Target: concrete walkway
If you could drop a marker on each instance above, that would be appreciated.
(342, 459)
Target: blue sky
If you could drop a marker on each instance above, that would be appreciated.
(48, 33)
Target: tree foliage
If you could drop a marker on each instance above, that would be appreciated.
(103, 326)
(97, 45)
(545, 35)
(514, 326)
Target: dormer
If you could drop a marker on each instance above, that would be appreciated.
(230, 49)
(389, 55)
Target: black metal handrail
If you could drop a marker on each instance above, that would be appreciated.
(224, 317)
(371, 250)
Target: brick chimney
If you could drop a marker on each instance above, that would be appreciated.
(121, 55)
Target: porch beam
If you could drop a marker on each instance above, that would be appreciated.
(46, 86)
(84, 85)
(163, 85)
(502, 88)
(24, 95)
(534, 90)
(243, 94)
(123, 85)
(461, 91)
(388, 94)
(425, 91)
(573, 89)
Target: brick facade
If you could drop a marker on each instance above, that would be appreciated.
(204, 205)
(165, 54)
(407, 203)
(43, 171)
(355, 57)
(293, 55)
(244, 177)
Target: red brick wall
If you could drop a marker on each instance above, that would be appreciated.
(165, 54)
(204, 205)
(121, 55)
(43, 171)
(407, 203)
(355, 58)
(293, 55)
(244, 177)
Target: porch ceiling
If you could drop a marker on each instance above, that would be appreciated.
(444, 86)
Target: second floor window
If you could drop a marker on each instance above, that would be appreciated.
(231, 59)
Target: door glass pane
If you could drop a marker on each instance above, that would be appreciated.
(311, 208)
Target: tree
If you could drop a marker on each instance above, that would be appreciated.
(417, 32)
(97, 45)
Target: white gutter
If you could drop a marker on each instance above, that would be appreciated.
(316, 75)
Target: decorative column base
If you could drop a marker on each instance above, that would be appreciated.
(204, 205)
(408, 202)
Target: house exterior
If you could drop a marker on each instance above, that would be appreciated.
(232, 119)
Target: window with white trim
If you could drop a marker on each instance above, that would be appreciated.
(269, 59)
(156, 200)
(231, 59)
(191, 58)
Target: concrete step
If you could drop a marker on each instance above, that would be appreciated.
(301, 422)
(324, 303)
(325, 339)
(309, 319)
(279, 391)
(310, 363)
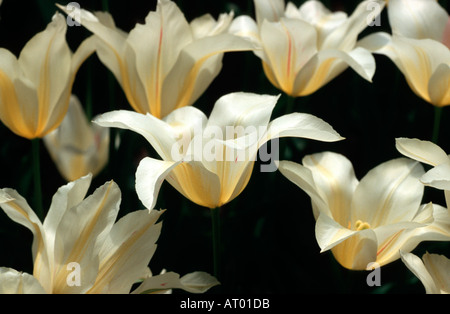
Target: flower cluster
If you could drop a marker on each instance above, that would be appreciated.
(165, 66)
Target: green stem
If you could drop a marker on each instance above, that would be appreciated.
(88, 100)
(215, 223)
(437, 123)
(37, 178)
(105, 5)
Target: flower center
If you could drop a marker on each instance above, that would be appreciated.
(361, 225)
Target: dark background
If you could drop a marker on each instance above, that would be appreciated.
(268, 237)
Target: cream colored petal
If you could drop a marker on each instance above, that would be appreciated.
(150, 175)
(352, 249)
(375, 41)
(392, 238)
(80, 235)
(157, 45)
(301, 125)
(246, 110)
(418, 19)
(157, 132)
(438, 86)
(194, 71)
(417, 60)
(417, 267)
(196, 282)
(389, 193)
(206, 25)
(328, 64)
(357, 252)
(46, 61)
(335, 183)
(11, 110)
(438, 177)
(245, 26)
(187, 121)
(315, 13)
(78, 147)
(65, 198)
(197, 183)
(127, 252)
(270, 10)
(111, 36)
(345, 36)
(14, 282)
(408, 239)
(19, 211)
(439, 268)
(288, 45)
(303, 178)
(423, 151)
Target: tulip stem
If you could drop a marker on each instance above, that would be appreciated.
(215, 223)
(437, 122)
(37, 177)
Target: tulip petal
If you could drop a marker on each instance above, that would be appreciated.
(52, 74)
(195, 70)
(206, 25)
(423, 151)
(407, 239)
(270, 10)
(150, 175)
(301, 125)
(315, 13)
(328, 64)
(345, 36)
(14, 282)
(288, 46)
(335, 182)
(418, 19)
(80, 234)
(438, 177)
(389, 193)
(244, 110)
(197, 183)
(64, 199)
(438, 86)
(19, 211)
(157, 132)
(157, 45)
(417, 267)
(303, 178)
(246, 27)
(128, 249)
(196, 282)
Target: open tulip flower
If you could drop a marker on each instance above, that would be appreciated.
(166, 63)
(368, 221)
(419, 47)
(78, 147)
(302, 49)
(210, 161)
(79, 248)
(433, 270)
(35, 88)
(430, 154)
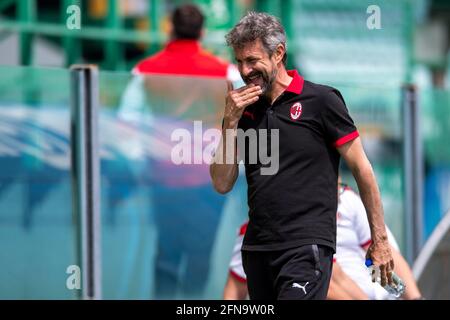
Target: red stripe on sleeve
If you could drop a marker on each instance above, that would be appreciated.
(366, 243)
(347, 138)
(237, 277)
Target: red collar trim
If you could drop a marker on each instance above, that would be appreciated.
(296, 85)
(183, 46)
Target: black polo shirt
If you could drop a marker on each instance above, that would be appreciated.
(297, 205)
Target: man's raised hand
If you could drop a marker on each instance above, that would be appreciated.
(236, 102)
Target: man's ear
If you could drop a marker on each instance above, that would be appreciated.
(279, 53)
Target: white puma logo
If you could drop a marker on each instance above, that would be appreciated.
(296, 285)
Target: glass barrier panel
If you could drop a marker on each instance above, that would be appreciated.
(166, 233)
(37, 231)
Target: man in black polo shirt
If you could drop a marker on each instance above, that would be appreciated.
(291, 236)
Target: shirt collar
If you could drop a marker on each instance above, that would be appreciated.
(184, 46)
(296, 85)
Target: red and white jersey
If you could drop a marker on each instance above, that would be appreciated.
(353, 234)
(236, 269)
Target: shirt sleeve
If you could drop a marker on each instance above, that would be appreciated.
(338, 125)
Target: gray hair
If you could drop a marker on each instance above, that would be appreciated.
(257, 25)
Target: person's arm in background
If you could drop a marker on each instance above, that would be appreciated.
(403, 270)
(235, 289)
(342, 287)
(379, 250)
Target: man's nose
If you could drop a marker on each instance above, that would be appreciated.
(246, 70)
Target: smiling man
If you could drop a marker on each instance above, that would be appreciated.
(291, 236)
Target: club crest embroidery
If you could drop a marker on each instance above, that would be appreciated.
(296, 111)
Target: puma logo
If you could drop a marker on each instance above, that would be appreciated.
(296, 285)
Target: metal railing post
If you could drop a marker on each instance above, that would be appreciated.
(86, 176)
(412, 172)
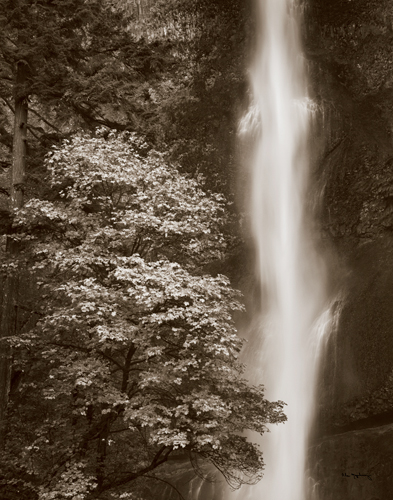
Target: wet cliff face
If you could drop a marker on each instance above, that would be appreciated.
(349, 48)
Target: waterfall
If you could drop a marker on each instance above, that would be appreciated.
(291, 273)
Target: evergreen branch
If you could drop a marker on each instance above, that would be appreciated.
(168, 483)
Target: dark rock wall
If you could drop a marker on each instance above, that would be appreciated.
(349, 47)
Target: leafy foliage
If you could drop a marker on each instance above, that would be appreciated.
(134, 358)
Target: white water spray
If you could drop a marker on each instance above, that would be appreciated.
(290, 271)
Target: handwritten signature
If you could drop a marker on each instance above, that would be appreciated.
(356, 476)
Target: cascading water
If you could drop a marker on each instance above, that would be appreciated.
(291, 273)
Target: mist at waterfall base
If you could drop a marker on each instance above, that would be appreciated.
(284, 349)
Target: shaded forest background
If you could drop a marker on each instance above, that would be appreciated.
(175, 74)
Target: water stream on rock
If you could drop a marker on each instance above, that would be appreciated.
(284, 353)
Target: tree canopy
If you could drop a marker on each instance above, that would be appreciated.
(133, 356)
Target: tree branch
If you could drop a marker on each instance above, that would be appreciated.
(44, 120)
(158, 460)
(168, 483)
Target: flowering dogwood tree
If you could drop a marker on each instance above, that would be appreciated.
(136, 346)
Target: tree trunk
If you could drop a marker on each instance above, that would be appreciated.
(8, 326)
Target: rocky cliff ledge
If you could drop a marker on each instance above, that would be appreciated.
(355, 465)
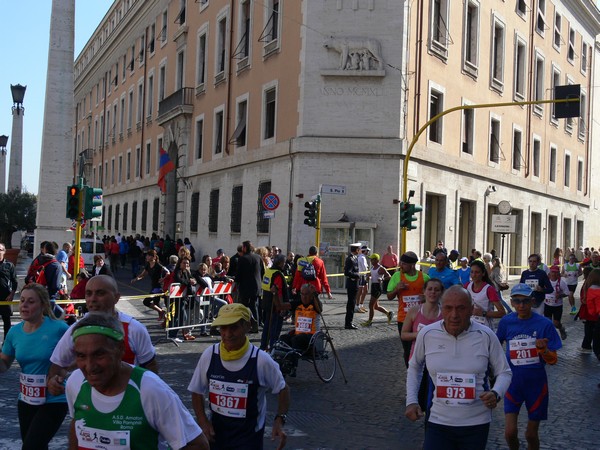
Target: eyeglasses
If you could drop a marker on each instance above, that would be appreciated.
(521, 301)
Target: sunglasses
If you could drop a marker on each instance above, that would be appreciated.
(521, 301)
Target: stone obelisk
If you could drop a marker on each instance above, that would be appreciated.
(15, 168)
(56, 164)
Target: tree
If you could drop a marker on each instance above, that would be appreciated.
(17, 212)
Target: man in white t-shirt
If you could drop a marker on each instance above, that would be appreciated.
(112, 402)
(101, 295)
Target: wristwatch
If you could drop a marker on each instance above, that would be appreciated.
(498, 398)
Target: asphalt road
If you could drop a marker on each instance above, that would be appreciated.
(368, 411)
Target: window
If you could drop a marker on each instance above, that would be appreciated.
(571, 49)
(150, 96)
(517, 154)
(579, 174)
(161, 82)
(439, 32)
(195, 207)
(468, 130)
(239, 135)
(130, 111)
(556, 41)
(540, 24)
(243, 47)
(147, 160)
(582, 115)
(236, 209)
(117, 214)
(125, 213)
(537, 149)
(538, 88)
(221, 46)
(201, 61)
(122, 118)
(179, 81)
(471, 38)
(140, 104)
(262, 224)
(567, 169)
(133, 216)
(498, 55)
(555, 82)
(584, 53)
(270, 113)
(213, 211)
(218, 136)
(144, 214)
(552, 174)
(520, 68)
(199, 137)
(436, 106)
(495, 140)
(155, 211)
(120, 178)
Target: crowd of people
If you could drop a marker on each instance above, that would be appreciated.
(451, 318)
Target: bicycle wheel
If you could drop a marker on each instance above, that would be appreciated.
(323, 358)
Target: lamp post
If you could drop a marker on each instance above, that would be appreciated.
(3, 142)
(15, 167)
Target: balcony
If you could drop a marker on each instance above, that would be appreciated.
(176, 104)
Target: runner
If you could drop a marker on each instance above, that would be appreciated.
(531, 343)
(378, 275)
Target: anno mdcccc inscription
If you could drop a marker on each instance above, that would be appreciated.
(355, 91)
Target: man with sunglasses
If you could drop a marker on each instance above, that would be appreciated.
(531, 343)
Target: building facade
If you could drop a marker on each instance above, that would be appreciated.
(250, 97)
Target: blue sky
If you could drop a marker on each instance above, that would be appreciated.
(24, 52)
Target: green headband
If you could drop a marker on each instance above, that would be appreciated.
(97, 329)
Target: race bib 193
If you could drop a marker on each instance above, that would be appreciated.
(455, 388)
(33, 388)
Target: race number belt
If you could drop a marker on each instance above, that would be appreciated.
(228, 399)
(523, 352)
(33, 388)
(410, 301)
(455, 388)
(304, 324)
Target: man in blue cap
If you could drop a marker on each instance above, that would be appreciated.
(531, 343)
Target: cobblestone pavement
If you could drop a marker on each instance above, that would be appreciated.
(368, 411)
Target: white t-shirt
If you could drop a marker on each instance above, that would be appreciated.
(269, 376)
(138, 337)
(161, 406)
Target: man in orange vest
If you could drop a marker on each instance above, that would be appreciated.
(407, 286)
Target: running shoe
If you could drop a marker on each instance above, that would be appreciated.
(563, 333)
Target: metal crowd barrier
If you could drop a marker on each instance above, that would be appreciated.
(186, 312)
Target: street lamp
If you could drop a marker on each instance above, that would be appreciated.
(3, 142)
(18, 93)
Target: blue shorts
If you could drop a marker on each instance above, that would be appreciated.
(529, 386)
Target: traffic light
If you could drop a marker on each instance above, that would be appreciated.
(92, 202)
(407, 215)
(73, 202)
(312, 212)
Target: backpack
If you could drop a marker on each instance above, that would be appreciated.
(308, 271)
(41, 274)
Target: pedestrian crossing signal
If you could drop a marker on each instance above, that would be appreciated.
(73, 202)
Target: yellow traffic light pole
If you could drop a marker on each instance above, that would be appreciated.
(448, 111)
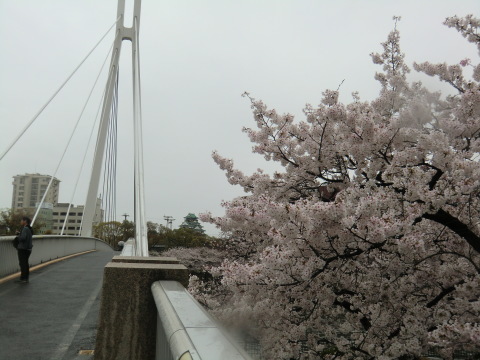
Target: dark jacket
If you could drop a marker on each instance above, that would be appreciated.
(25, 238)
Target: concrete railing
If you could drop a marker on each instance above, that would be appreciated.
(46, 248)
(185, 331)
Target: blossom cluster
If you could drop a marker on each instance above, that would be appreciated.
(367, 244)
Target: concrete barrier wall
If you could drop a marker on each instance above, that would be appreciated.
(46, 248)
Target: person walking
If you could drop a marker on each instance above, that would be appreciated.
(24, 249)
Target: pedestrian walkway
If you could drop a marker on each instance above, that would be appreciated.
(54, 317)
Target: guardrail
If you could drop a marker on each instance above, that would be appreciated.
(46, 248)
(128, 248)
(185, 331)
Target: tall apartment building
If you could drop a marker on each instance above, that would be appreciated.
(29, 189)
(74, 218)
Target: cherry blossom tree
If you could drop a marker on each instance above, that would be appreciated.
(367, 244)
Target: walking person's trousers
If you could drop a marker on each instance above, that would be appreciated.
(23, 256)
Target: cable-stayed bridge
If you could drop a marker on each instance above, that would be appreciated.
(85, 300)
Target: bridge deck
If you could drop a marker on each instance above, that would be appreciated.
(55, 315)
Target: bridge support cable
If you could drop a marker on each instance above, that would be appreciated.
(66, 148)
(141, 240)
(2, 155)
(123, 33)
(88, 142)
(91, 200)
(86, 150)
(110, 167)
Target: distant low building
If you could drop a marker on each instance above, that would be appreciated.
(28, 190)
(74, 218)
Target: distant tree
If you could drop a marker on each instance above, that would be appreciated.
(10, 221)
(191, 222)
(111, 232)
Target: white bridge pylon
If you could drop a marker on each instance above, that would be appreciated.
(122, 33)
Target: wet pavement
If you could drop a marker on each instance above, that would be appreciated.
(54, 316)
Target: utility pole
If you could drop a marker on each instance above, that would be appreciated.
(169, 220)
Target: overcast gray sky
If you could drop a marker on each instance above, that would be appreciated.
(197, 58)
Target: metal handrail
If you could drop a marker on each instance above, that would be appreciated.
(185, 331)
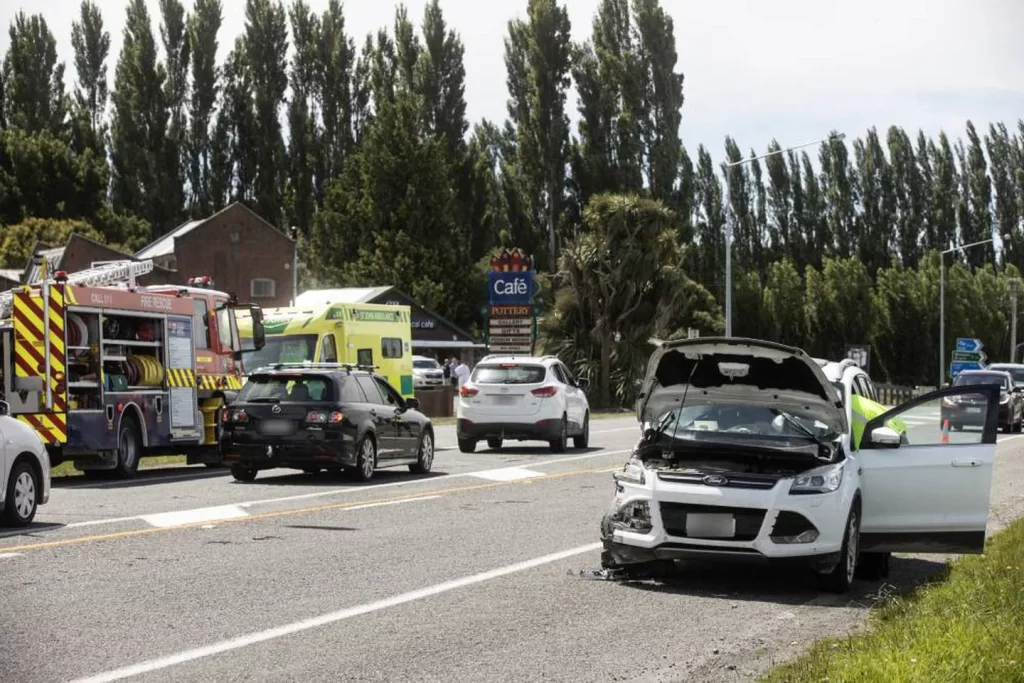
-.-.-
▸ **Work instructions**
Find the lines in the records that contain the word "person", then copy every one of them.

▸ **Result of the exercise**
Target: person's arm in background
Target: person walking
Target: walking person's trousers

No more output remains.